WORK TO BE COMPLETED → Return each line below that contains the word "ceiling". Case counts.

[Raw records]
○ ○ ○ ○ ○

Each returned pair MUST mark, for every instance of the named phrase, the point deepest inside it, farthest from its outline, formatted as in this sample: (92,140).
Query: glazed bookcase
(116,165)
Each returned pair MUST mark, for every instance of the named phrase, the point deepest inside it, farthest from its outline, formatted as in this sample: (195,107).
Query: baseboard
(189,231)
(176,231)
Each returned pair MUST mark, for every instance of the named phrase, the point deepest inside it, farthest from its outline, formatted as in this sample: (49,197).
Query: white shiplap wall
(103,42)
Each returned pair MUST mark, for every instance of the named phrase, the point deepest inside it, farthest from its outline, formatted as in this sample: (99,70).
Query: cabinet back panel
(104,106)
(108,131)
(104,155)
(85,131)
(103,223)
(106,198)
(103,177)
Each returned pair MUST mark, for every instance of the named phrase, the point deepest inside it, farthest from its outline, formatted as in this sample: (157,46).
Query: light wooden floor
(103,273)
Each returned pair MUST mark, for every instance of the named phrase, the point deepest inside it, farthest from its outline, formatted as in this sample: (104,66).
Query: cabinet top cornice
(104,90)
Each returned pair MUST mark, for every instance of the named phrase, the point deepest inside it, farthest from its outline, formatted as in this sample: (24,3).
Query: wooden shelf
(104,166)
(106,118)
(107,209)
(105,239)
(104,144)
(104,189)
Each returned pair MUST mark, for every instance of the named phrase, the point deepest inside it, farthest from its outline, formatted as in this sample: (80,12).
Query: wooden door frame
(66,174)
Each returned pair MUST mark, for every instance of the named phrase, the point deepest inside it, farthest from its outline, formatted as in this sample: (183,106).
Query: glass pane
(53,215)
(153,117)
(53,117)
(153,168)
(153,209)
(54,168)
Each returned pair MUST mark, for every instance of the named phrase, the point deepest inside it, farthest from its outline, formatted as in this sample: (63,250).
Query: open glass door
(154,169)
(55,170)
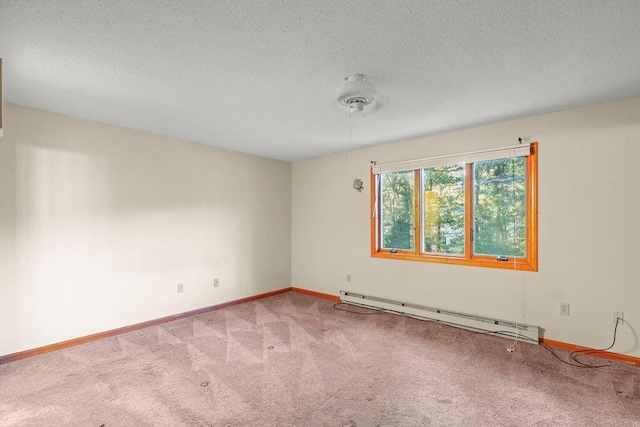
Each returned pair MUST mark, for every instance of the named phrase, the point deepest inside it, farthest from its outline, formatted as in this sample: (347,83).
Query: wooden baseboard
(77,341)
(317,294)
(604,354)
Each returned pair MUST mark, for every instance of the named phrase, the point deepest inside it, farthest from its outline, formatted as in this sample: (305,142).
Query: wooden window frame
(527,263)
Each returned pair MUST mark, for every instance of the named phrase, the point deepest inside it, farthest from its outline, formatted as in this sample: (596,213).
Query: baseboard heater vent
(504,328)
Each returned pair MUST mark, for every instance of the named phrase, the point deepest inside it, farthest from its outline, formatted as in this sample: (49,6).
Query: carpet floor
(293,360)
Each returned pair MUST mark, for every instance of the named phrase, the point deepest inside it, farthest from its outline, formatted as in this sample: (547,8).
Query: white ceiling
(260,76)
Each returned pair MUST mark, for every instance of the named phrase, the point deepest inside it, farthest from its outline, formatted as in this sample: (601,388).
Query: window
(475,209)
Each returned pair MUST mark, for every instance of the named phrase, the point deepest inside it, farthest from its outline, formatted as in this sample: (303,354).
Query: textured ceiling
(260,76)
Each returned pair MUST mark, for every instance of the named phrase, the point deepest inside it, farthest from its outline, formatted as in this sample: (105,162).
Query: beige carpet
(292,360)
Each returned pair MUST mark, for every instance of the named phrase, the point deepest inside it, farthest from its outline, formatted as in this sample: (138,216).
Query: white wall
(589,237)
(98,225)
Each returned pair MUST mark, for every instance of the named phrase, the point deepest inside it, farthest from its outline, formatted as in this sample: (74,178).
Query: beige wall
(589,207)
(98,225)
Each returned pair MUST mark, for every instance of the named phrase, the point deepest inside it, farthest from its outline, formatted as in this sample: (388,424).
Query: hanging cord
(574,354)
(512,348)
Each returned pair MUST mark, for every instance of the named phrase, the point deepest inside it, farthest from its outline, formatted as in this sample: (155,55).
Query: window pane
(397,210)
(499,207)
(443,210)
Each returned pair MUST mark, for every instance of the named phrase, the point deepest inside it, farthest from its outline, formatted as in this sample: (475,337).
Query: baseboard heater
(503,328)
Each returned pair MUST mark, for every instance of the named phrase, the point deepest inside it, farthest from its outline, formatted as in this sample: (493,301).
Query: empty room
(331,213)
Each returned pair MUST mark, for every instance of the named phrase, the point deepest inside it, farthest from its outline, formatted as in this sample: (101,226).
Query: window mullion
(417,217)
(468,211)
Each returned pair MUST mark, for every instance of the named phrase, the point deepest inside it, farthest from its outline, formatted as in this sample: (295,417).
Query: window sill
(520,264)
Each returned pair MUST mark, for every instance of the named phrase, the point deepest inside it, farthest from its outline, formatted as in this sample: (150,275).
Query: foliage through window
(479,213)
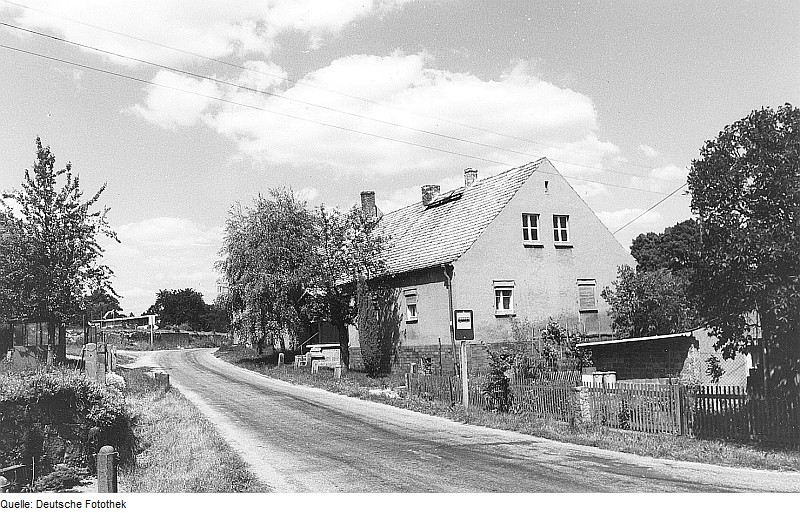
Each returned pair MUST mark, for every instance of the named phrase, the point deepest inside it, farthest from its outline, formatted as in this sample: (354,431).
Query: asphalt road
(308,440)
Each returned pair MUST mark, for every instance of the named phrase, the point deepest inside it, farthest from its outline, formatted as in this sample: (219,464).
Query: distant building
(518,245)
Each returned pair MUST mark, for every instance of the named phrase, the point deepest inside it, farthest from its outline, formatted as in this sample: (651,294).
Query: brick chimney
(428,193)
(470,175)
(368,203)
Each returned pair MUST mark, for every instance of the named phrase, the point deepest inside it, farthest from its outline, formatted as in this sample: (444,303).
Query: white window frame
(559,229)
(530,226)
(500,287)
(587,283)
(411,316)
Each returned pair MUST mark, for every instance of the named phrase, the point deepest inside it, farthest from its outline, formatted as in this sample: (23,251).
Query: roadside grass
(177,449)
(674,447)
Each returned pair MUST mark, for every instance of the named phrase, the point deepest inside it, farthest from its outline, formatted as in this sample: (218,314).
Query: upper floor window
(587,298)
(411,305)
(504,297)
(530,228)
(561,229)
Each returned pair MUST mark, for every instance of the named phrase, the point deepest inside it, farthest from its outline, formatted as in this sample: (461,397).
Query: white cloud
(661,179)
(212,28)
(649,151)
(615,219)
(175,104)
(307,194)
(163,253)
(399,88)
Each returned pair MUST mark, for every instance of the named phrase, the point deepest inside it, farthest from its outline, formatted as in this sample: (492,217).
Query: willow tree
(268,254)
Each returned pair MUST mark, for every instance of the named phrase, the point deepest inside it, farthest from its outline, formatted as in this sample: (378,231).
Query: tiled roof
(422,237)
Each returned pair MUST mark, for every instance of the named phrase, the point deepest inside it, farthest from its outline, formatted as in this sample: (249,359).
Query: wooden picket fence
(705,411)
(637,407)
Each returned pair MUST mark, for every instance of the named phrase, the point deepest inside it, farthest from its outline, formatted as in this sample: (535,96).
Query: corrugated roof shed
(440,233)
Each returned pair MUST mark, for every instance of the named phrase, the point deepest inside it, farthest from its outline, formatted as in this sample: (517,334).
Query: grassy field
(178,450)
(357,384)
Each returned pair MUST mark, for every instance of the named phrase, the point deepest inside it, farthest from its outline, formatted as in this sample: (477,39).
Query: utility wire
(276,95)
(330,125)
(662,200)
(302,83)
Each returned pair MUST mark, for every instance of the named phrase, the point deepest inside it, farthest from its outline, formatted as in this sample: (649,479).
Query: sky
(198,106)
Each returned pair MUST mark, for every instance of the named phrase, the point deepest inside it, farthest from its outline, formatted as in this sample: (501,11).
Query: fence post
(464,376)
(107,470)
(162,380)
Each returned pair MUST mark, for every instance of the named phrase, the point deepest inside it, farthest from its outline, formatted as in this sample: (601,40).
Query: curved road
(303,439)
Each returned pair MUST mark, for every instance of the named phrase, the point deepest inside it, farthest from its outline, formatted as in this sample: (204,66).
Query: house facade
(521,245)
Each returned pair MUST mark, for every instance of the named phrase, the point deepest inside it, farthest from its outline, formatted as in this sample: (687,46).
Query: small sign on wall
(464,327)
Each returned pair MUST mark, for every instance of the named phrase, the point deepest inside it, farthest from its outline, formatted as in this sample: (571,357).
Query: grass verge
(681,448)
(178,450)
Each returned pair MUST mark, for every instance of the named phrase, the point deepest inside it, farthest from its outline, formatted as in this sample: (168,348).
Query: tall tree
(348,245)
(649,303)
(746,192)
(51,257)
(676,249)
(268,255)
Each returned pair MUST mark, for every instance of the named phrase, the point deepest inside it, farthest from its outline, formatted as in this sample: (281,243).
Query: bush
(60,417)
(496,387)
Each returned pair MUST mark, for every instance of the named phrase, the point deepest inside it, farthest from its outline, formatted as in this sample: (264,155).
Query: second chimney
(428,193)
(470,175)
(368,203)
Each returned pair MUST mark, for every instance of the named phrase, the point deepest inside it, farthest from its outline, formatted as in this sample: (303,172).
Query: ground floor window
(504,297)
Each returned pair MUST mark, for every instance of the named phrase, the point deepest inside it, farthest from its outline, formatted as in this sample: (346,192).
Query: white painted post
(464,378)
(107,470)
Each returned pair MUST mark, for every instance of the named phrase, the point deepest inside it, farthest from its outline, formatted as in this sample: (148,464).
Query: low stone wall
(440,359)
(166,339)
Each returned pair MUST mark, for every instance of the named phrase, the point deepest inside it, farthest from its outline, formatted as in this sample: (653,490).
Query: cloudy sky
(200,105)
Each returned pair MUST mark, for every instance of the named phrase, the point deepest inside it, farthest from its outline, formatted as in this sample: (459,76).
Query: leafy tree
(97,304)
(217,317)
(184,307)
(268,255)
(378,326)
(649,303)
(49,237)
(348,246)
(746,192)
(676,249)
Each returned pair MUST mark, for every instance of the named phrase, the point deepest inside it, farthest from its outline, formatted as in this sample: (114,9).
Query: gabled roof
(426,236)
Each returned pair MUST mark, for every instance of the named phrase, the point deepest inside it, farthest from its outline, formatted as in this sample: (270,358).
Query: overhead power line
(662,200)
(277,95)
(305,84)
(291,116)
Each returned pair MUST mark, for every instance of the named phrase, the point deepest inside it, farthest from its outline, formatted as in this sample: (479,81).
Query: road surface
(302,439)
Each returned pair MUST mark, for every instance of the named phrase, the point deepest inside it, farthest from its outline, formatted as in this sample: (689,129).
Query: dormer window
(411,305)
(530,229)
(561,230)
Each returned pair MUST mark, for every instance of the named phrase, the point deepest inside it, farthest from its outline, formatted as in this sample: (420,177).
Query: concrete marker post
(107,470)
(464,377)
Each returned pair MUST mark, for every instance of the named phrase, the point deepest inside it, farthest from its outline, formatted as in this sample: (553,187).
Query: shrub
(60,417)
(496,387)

○ ○ ○ ○ ○

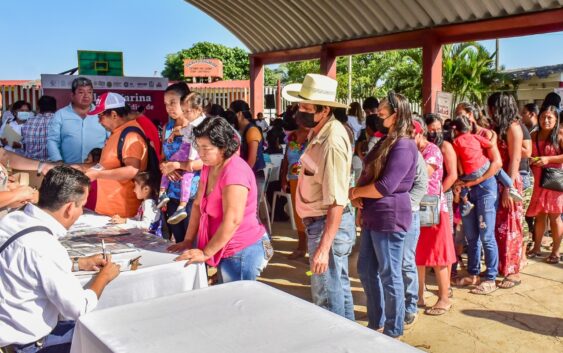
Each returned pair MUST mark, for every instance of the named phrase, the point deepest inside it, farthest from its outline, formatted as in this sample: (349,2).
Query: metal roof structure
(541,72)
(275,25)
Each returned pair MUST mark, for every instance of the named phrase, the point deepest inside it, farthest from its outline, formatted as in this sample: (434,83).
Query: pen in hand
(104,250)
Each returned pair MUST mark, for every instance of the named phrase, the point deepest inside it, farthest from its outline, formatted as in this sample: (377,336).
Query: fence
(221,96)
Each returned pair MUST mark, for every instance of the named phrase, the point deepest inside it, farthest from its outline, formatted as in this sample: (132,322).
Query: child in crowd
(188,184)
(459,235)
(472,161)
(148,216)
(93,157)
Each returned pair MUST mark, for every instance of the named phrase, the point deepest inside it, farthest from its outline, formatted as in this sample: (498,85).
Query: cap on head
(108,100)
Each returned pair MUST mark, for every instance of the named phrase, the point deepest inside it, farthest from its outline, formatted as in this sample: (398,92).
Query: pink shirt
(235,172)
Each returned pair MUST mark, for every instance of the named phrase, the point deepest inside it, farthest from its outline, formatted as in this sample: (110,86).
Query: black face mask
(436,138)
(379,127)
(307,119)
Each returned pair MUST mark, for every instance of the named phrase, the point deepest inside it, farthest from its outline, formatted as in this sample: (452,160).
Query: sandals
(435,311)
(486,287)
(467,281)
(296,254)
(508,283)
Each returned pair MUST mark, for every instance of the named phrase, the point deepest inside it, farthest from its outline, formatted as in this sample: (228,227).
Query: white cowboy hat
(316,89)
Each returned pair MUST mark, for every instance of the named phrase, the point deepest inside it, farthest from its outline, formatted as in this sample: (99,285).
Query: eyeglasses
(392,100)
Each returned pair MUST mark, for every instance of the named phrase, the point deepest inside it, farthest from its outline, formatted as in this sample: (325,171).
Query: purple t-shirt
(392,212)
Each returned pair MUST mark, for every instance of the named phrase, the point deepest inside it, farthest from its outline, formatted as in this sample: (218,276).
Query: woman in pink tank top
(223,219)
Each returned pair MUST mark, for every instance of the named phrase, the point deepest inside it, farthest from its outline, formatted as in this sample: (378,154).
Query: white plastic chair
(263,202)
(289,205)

○ ○ ○ ○ ○

RESULT →
Query: white ceiling
Query: textured ceiling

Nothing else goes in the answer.